[Stored dataset items]

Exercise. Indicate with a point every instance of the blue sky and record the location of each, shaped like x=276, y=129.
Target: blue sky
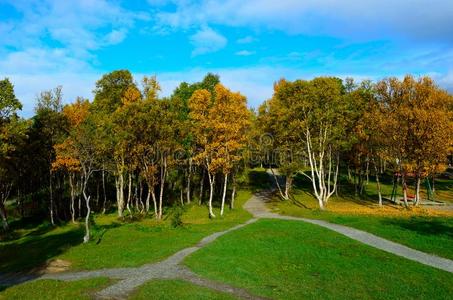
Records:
x=250, y=44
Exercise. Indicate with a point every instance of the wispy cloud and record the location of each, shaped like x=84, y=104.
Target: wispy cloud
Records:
x=246, y=40
x=207, y=40
x=416, y=20
x=245, y=53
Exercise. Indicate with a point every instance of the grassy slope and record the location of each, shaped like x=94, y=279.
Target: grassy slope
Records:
x=295, y=260
x=114, y=244
x=176, y=289
x=54, y=289
x=425, y=233
x=423, y=229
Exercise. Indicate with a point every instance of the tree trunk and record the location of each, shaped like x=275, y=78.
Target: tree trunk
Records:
x=103, y=188
x=4, y=215
x=153, y=195
x=224, y=194
x=403, y=181
x=162, y=184
x=51, y=198
x=367, y=170
x=417, y=190
x=378, y=184
x=201, y=187
x=189, y=177
x=79, y=192
x=278, y=184
x=233, y=194
x=129, y=194
x=147, y=201
x=211, y=178
x=120, y=194
x=86, y=238
x=287, y=186
x=433, y=189
x=72, y=209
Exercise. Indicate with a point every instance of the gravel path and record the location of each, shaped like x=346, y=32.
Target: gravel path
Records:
x=171, y=268
x=256, y=206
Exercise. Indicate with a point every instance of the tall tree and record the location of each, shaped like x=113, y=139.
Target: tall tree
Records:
x=12, y=130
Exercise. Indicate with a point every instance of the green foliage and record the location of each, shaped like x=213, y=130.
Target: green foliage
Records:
x=289, y=260
x=9, y=104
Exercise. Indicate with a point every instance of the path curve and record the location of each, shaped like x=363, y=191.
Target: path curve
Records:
x=171, y=268
x=257, y=207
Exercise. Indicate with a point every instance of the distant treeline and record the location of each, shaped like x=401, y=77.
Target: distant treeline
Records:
x=129, y=149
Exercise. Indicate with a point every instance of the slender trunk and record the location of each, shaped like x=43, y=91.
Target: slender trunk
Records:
x=349, y=174
x=433, y=189
x=71, y=184
x=86, y=238
x=378, y=184
x=147, y=201
x=211, y=178
x=97, y=194
x=103, y=189
x=79, y=192
x=201, y=187
x=4, y=215
x=153, y=195
x=417, y=190
x=162, y=184
x=403, y=181
x=287, y=186
x=189, y=178
x=120, y=196
x=129, y=193
x=367, y=170
x=278, y=184
x=86, y=176
x=51, y=198
x=233, y=194
x=140, y=197
x=224, y=194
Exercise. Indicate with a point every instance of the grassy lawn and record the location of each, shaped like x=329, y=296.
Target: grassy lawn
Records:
x=425, y=229
x=295, y=260
x=429, y=234
x=176, y=289
x=115, y=243
x=54, y=289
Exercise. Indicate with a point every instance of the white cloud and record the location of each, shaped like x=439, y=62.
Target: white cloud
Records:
x=115, y=37
x=245, y=53
x=246, y=40
x=413, y=19
x=207, y=40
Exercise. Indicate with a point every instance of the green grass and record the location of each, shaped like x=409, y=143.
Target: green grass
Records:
x=54, y=289
x=176, y=289
x=429, y=234
x=115, y=244
x=295, y=260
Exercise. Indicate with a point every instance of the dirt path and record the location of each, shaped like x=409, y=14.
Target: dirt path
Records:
x=256, y=206
x=171, y=268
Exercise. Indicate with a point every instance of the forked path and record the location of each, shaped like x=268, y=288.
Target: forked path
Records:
x=171, y=268
x=256, y=206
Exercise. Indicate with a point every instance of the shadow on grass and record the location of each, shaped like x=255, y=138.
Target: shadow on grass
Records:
x=33, y=251
x=423, y=225
x=259, y=180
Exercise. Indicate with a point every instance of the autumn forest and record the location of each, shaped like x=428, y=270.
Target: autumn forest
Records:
x=136, y=152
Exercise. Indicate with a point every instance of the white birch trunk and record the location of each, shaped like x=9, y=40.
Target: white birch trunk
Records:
x=224, y=194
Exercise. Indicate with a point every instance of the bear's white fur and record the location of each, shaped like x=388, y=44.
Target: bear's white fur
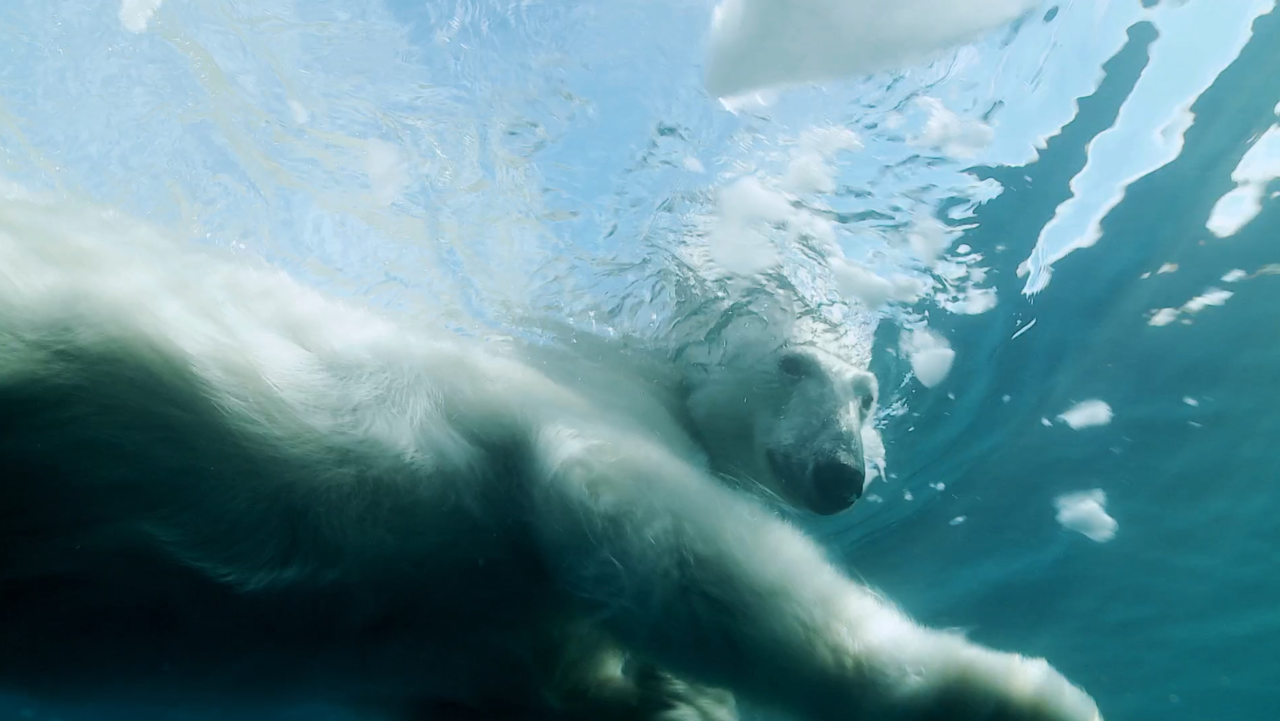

> Your objective
All of the entries above must be reproduced exactly, and no image may be included.

> Solution to this exercise
Exercise. Indicate with a point every instance of the blue sky and record the location of each, shaped like x=276, y=129.
Target: blue sky
Records:
x=250, y=44
Exercise. Indicate with a point every instance of the wispy cloud and record the location of each, shaped like x=84, y=104.
Target: wispy cloud
Records:
x=246, y=40
x=207, y=40
x=416, y=20
x=245, y=53
Exercise. Indicate with a point every instance of the grassy slope and record the location of each, shaped like x=94, y=279.
Target: grassy slope
Records:
x=295, y=260
x=114, y=244
x=176, y=289
x=54, y=289
x=425, y=233
x=423, y=229
Exercise. Indicate with a point every instance of the tree trunk and record the location of each, shaped like x=275, y=78.
Target: tree trunk
Records:
x=103, y=188
x=4, y=215
x=153, y=195
x=224, y=194
x=403, y=181
x=162, y=184
x=51, y=198
x=367, y=170
x=417, y=190
x=378, y=184
x=201, y=187
x=189, y=177
x=79, y=192
x=278, y=184
x=233, y=194
x=129, y=194
x=147, y=201
x=211, y=178
x=120, y=194
x=86, y=238
x=287, y=186
x=433, y=189
x=72, y=209
Exercise. Indicate with a point every instance of the gravel path and record the location of each, shaped like x=346, y=32.
Target: gravel path
Records:
x=171, y=268
x=256, y=206
Exercise. Indicate with a point every instance of the tall tree and record the location of each, shaped like x=113, y=139.
Target: tall tree
Records:
x=12, y=130
Exercise. Indicate with a point every instance of the green foliage and record the location of each, shaped like x=213, y=130.
Target: green foliage
Records:
x=289, y=260
x=9, y=104
Exercise. Indicate with a point every instance of the path curve and record the location of each, shaped like x=363, y=191.
Target: path curve
Records:
x=171, y=268
x=257, y=207
Exercise. Indicate with a point every instance of the distant treeline and record the location of each, shaped like x=401, y=77.
Target: distant treeline
Records:
x=129, y=149
Exercise. Indicate with a point every instance of the slender trunk and record the location of each, shaped like x=43, y=91.
Target: slender trunk
Records:
x=349, y=174
x=433, y=189
x=71, y=184
x=86, y=238
x=378, y=184
x=147, y=201
x=211, y=178
x=97, y=194
x=103, y=189
x=79, y=192
x=201, y=187
x=4, y=215
x=153, y=195
x=417, y=190
x=162, y=184
x=403, y=181
x=287, y=186
x=189, y=178
x=120, y=196
x=129, y=193
x=367, y=170
x=278, y=184
x=86, y=176
x=51, y=198
x=233, y=194
x=140, y=197
x=224, y=194
Exercise. Indicate with a point every instance of the grassy lawn and record the location of each, shaped like x=329, y=296.
Target: grassy lawn
Records:
x=425, y=229
x=295, y=260
x=429, y=234
x=176, y=289
x=115, y=243
x=54, y=289
Exercise. Indicate with a point every instance of the white cloud and record the location of each, shaped like x=439, y=62.
Target: white cloud
Records:
x=115, y=37
x=245, y=53
x=246, y=40
x=413, y=19
x=207, y=40
Exercise. Indicate with a point every instance of the green grass and record the location of each, shaped like x=409, y=143.
Target: green grass
Records:
x=54, y=289
x=176, y=289
x=429, y=234
x=115, y=244
x=295, y=260
Exercise. Indicate with a point every instance of the dirt path and record the location of each, shaped like x=409, y=14.
Target: dirt path
Records:
x=256, y=206
x=171, y=268
Exercise. Indicate with a point every instance of the forked path and record the location of each, shaped like x=268, y=288.
Target: forked path
Records:
x=171, y=268
x=256, y=206
Exercise. Indicate with a point every instance of the shadow on grass and record the location of each, shaped like x=255, y=138.
Target: shadow on grass
Records:
x=33, y=251
x=423, y=225
x=259, y=180
Exercise. Indicate with a point every instance of the autumn forest and record the location of each, shaped like x=428, y=270.
Target: autumn forest
Records:
x=136, y=152
Exercise. Indicate with a point every instance of the white birch trunk and record the location of each, shaped like x=9, y=40.
Target: white birch trunk
Records:
x=224, y=194
Exercise. Indicate with a point every instance of the bear's white fur and record the location of each, shaped like x=388, y=44.
Target: bear's white fur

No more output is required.